__Task description__
In this exercise, reproduce all the entries that follow exactly.

* Begin Listing *

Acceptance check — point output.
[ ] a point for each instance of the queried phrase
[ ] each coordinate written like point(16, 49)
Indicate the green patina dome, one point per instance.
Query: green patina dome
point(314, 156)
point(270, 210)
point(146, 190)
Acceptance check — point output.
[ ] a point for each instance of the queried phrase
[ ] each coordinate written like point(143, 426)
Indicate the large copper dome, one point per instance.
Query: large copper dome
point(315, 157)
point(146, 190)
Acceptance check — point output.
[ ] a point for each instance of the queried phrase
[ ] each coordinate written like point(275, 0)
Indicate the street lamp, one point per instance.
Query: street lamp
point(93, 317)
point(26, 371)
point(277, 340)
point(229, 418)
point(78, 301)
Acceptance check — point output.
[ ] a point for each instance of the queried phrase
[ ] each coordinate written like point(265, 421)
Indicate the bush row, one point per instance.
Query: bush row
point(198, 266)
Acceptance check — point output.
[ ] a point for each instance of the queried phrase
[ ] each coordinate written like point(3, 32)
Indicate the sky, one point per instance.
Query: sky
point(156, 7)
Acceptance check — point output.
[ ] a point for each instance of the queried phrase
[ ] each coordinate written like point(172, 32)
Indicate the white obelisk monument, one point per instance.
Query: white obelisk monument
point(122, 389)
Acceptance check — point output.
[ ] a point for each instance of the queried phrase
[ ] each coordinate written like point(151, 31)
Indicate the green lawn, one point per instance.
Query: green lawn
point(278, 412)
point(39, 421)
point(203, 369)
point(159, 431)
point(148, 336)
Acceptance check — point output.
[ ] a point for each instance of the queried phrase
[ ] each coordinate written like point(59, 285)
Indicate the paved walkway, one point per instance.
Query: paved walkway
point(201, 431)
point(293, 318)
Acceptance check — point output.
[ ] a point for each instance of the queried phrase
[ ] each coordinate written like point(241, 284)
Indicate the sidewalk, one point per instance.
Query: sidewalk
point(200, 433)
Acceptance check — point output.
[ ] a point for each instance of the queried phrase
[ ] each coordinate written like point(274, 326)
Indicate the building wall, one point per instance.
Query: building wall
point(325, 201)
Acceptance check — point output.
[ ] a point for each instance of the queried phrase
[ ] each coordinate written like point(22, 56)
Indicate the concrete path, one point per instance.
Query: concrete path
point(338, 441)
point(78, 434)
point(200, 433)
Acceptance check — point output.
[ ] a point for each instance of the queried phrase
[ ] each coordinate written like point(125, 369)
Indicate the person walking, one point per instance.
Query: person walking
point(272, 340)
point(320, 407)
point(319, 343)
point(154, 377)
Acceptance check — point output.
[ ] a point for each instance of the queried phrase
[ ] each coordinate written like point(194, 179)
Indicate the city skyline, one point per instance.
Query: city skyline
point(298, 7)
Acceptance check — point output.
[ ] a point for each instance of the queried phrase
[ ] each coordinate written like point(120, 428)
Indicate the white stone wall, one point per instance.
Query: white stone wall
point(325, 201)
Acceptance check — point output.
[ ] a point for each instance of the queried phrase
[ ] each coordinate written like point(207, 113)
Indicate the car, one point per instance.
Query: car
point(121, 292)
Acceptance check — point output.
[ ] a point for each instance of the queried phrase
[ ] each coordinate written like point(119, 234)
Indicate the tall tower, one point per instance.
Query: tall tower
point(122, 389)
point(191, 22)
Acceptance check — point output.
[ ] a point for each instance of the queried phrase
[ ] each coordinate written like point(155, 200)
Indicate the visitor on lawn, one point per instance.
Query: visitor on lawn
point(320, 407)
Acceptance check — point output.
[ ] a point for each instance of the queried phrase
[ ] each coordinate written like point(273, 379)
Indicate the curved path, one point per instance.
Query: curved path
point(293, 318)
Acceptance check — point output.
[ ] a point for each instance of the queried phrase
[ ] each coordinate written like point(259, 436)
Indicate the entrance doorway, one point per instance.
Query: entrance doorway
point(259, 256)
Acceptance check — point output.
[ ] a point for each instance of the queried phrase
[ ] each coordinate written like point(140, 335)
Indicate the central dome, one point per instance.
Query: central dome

* End Listing *

__The response__
Acceptance check — point output.
[ ] a point for each instance of the queried phrase
[ ] each coordinate written like point(16, 49)
Indicate the green patina dome, one point per instance.
Query: green patina dome
point(314, 156)
point(270, 210)
point(146, 190)
Acceptance check — point output.
[ ] a point for each instance of the queried phrase
[ ] each coordinate written like point(143, 426)
Indicate the large copper dome, one point per instance.
Query: large copper dome
point(315, 157)
point(146, 190)
Acceptance check — point output.
[ ] a point for each instance of the queried phrase
[ ] each coordinate written like point(275, 0)
Indicate the street lamp, one point per instance.
Query: street lamp
point(93, 317)
point(26, 371)
point(277, 340)
point(229, 418)
point(78, 301)
Acceptance check — point output.
[ ] a point for each instance of the queried phrase
[ ] each coordinate written like point(265, 421)
Indicate the bush row, one point per instance.
Query: bush row
point(198, 266)
Acceptance check — point output.
[ ] a point for each instance of the queried phrase
[ ] each coordinate written like point(3, 32)
Indicate the sky, one point per instance.
Query: sky
point(156, 7)
Acceptance check — point output.
[ ] a point for each instance of the queried phrase
[ ] each coordinate written like point(172, 32)
Indicate the white obelisk monument, one point per instance.
Query: white obelisk monument
point(122, 389)
Acceptance check — point output.
[ ] a point for each instance of the queried phrase
[ ] each coordinate written like point(151, 31)
Indicate the green lawn, one point per instance.
Query: green lawn
point(278, 412)
point(39, 421)
point(203, 369)
point(159, 431)
point(148, 336)
Acceptance check — point output.
[ ] a point for each instance of the queried phrase
[ ] each coordinate written like point(59, 285)
Indicate the paved walkway, one point per instance.
Query: paved walkway
point(201, 431)
point(293, 318)
Acceptance check — point output.
[ ] a point for each instance of the queried phrase
[ ] each coordinate written like point(241, 284)
Indicate the sidewalk, one point per instance.
Query: sidewalk
point(200, 433)
Acceptance check — point output.
[ ] a point for each instance of the queried phrase
[ ] each coordinate written like point(274, 326)
Indicate the building wall, one point per instance.
Query: building wall
point(325, 201)
Acceptance check — point output.
[ ] a point for each instance of the queried phrase
[ ] each coordinate written like point(22, 56)
Indicate the concrete path, one point per instance.
Query: concrete path
point(338, 441)
point(78, 434)
point(200, 433)
Acceptance check — point output.
[ ] a point for each instance of the queried phrase
[ ] each coordinate written like point(125, 369)
Indicate the person walking, one point per instance.
Query: person walking
point(272, 340)
point(320, 407)
point(319, 343)
point(154, 377)
Acceptance check — point output.
[ ] a point for each instance of the queried phrase
[ ] each coordinate written like point(194, 179)
Indicate the city skyline, one point per instance.
Query: city skyline
point(298, 7)
Acceptance check — point output.
[ ] a point for each instance of the queried phrase
[ ] each coordinate written like point(120, 428)
Indicate the white stone wall, one point per instance.
Query: white stone wall
point(325, 201)
Acceptance check — point output.
[ ] a point for each instance of the queried phrase
[ ] each coordinate written like point(207, 113)
Indicate the car, one point per instance.
Query: car
point(121, 292)
Acceptance check — point output.
[ ] a point for each instance of the queried phrase
[ ] each coordinate written like point(119, 234)
Indicate the tall tower, one point per instance.
Query: tall tower
point(122, 389)
point(191, 22)
Acceptance check — point output.
[ ] a point for each instance of the queried phrase
[ ] each coordinate written like point(155, 200)
Indicate the visitor on lawn, one point per instance.
Query: visitor on lawn
point(320, 407)
Acceptance check — point output.
[ ] a point for each instance of the queried phrase
[ ] each coordinate written like point(273, 379)
Indicate the curved path, one point per instance.
Query: curved path
point(293, 318)
Acceptance check — point output.
[ ] a point for each instance of the queried phrase
[ ] each coordinate written like point(259, 436)
Indicate the entrance doorway, one point per instance.
Query: entrance doorway
point(259, 256)
Acceptance check — point output.
[ ] a point for each instance of the queried phrase
[ ] each coordinate written like point(140, 335)
Indicate the central dome, one point per instance.
Query: central dome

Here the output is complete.